======== Document passage

I'll admit that as the code stands right now this is a totally useless
thing to do.  The only time oom_scan_process_thread() will tell us not
to kill the child is if:

1. The child is already marked with MEMDIE.  However, that's not
   possible because the code (as it stands today) won't let more than
   one process have MEMDIE.
2. The child has no "mm".  ...but that shouldn't happen because the
   parent and child shouldn't share an "mm" if the child's "mm" is
   NULL.

Now that I've explained why this patch is stupid and useless, here's
why we want it anyway: in a future patch we'll make it (sometimes)
possible for more than one process to be marked with MEMDIE.  With
that in mind, point #1 above is moot and suddenly this patch has merit.

BUG=chromium:706048, chromium:702707
TEST=With whole series, eating memory doesn't hang system

NOTE: this file is slightly different than its 4.4 counterpart (where
the patch was originally written) due to different parameters in
oom_scan_process_thread().

Change-Id: I0ea9b5f4a03c1392d52d9d927bd395ed44d7b98c
Signed-off-by: Douglas Anderson <dianders@chromium.org>
Reviewed-on: https://chromium-review.googlesource.com/465412
Reviewed-by: Guenter Roeck <groeck@chromium.org>
(cherry picked from commit 6e3f395bb36e20d04fb83ac945bab47410e12e86)
Reviewed-on: https://chromium-review.googlesource.com/466852

[modify] https://crrev.com/9d5640372c747c33e57b8e6a9172854334921c61/mm/oom_kill.c

Project Member

Comment 57 by bugdroid1@chromium.org, Apr 3 2017

The following revision refers to this bug:
  https://chromium.googlesource.com/chromiumos/third_party/kernel/+/58aa31ac416443efae4ff24085a55e143891c64d

commit 58aa31ac416443efae4ff24085a55e143891c64d
Author: Douglas Anderson <dianders@chromium.org>
Date: Mon Apr 03 23:35:52 2017

CHROMIUM: DROP: mm/oom_kill: Avoid deadlock; allow multiple victims

DROP THIS PATCH ON REBASE.

It is part of a patch series that attempts to solve similar problems
to the OOM reaper upstream.  NOTE that the OOM reaper patches weren't
backported because mm patches in general are fairly intertwined and
picking the OOM reaper without an mm expert and lots of careful
testing could cause new mysterious problems.

Compared to the OOM reaper, this patch series:
+ Is simpler to reason about.
+ Is not very intertwined to the rest of the system.
+ Can be fairly easily reasoned about to see that it should do no
  harm, even if it doesn't fix every problem.
- Can more easily get into the state where all memory reserves are
  gone, since it allows more than one task to be in "MEMDIE".

================
======== Data provided

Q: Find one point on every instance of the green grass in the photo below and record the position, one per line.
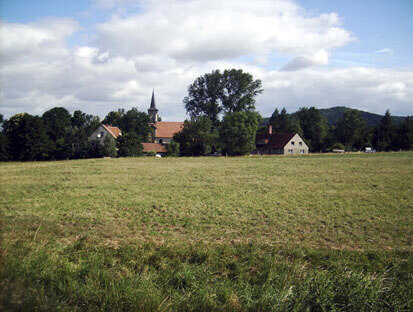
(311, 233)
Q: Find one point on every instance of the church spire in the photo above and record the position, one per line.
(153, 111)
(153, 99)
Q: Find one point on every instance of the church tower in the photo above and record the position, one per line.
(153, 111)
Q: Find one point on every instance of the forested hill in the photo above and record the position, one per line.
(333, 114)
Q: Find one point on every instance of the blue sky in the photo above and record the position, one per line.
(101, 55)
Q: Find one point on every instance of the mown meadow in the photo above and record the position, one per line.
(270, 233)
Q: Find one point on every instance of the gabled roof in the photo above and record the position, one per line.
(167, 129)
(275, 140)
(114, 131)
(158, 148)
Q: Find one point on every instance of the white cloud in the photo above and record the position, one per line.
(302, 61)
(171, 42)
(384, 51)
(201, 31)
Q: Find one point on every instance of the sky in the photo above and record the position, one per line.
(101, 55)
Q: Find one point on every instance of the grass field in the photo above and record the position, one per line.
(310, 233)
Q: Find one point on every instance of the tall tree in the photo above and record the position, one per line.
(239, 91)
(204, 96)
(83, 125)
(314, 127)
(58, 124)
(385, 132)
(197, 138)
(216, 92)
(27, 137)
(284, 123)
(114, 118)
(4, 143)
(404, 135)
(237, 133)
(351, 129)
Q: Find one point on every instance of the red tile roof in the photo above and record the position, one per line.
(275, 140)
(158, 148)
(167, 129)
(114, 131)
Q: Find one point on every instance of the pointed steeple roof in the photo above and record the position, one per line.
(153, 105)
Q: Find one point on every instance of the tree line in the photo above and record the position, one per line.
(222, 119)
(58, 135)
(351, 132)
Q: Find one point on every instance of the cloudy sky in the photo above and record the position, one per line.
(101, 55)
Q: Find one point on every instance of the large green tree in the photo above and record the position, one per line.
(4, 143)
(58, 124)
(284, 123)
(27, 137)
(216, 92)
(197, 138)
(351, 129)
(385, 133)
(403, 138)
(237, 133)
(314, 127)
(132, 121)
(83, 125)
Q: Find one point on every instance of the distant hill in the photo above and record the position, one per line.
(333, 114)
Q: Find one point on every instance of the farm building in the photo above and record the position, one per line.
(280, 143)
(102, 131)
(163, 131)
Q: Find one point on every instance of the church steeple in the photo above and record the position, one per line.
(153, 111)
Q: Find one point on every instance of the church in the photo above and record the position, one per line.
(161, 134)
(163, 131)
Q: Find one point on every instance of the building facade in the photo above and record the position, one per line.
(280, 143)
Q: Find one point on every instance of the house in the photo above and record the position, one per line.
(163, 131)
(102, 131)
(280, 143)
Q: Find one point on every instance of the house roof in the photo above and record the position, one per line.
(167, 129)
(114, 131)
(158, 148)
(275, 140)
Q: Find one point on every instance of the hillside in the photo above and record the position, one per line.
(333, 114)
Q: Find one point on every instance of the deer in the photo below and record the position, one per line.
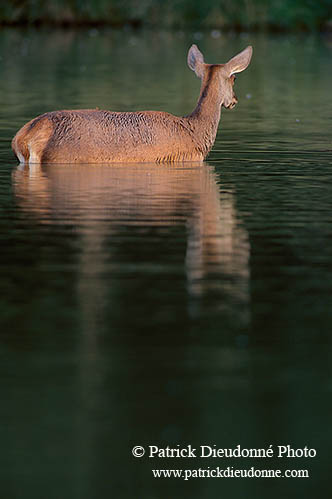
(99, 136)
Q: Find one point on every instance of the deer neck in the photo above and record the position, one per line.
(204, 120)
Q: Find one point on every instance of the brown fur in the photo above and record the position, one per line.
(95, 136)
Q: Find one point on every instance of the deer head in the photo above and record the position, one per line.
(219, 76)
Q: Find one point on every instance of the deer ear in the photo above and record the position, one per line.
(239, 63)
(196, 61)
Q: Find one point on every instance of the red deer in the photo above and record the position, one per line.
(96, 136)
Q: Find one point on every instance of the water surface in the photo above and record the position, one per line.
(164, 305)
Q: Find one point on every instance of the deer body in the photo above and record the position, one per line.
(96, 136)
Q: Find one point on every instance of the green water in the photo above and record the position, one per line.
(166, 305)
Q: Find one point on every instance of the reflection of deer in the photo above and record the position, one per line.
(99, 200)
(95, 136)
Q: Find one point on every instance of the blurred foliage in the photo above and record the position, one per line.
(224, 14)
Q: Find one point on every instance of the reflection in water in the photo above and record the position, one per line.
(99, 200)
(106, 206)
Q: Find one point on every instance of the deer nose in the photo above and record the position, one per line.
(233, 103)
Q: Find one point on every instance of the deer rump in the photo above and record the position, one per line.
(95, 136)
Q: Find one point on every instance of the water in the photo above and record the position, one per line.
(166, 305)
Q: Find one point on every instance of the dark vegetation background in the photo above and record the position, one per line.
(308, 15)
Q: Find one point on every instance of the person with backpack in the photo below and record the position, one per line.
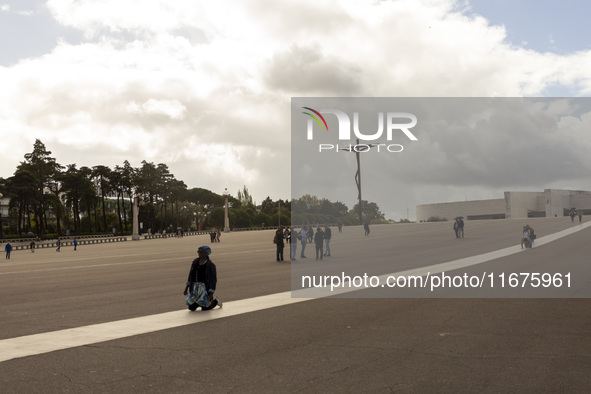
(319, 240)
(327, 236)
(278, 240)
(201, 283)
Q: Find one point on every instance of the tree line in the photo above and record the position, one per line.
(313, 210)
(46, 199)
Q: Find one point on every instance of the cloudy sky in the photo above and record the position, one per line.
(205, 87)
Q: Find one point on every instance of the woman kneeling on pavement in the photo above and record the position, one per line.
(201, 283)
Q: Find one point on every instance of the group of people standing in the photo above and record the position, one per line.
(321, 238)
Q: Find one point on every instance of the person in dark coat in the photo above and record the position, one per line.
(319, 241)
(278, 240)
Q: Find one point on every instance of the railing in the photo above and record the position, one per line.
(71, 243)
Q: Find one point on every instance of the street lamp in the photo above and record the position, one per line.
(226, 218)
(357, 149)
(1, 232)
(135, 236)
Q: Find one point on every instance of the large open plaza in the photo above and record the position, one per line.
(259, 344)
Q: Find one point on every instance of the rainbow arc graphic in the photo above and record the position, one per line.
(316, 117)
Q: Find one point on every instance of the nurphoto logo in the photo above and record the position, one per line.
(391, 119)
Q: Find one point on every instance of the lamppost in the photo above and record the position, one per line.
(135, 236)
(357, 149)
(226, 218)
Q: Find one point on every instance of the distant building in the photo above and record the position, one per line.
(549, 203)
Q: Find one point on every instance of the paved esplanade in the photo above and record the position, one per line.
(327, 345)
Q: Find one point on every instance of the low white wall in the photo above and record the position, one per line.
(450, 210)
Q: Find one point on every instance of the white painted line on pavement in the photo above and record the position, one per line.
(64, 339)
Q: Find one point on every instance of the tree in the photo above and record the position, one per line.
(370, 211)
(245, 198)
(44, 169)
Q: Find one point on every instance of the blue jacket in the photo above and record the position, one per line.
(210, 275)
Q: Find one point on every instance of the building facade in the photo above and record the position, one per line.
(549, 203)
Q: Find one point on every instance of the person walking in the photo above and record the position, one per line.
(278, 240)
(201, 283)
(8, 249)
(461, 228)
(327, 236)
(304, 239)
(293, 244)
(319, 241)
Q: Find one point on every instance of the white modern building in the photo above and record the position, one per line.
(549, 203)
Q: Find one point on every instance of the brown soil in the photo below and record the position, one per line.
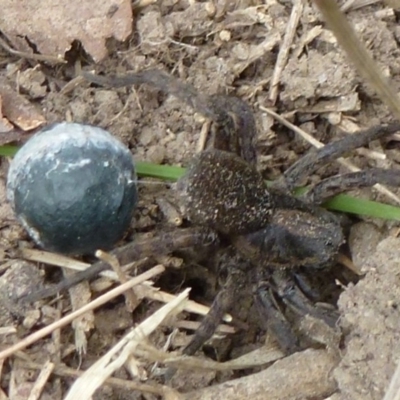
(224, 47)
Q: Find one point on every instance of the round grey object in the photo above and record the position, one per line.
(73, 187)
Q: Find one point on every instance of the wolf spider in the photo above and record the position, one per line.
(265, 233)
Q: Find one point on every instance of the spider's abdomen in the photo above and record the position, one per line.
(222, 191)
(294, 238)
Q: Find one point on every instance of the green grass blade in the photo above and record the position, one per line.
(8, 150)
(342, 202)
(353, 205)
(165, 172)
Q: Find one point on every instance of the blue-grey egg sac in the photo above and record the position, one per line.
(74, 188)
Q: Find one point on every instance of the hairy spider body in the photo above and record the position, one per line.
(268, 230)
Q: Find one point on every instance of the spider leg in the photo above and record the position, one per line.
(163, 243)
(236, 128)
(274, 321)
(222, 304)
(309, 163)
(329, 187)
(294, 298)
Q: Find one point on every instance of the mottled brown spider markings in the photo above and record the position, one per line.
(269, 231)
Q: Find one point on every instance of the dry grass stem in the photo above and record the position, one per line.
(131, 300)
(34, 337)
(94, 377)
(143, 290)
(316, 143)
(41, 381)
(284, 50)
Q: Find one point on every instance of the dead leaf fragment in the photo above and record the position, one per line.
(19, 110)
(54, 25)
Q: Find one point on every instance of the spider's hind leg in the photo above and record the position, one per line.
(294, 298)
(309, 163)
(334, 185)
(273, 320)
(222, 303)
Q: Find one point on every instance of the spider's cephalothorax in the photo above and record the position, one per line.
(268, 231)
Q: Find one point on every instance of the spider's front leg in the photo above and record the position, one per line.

================

Answer these questions using the kernel patch thread above.
1. Which file is marked as modified?
2. What reason is given for not backporting the OOM reaper patches?
3. What drawback does the patch series have compared to the OOM reaper?

Written answer |
1. mm/oom_kill.c
2. The mm patches are fairly intertwined, and picking the OOM reaper without an mm expert and lots of careful testing could cause new mysterious problems.
3. It can more easily get into the state where all memory reserves are gone, since it allows more than one task to be in "MEMDIE".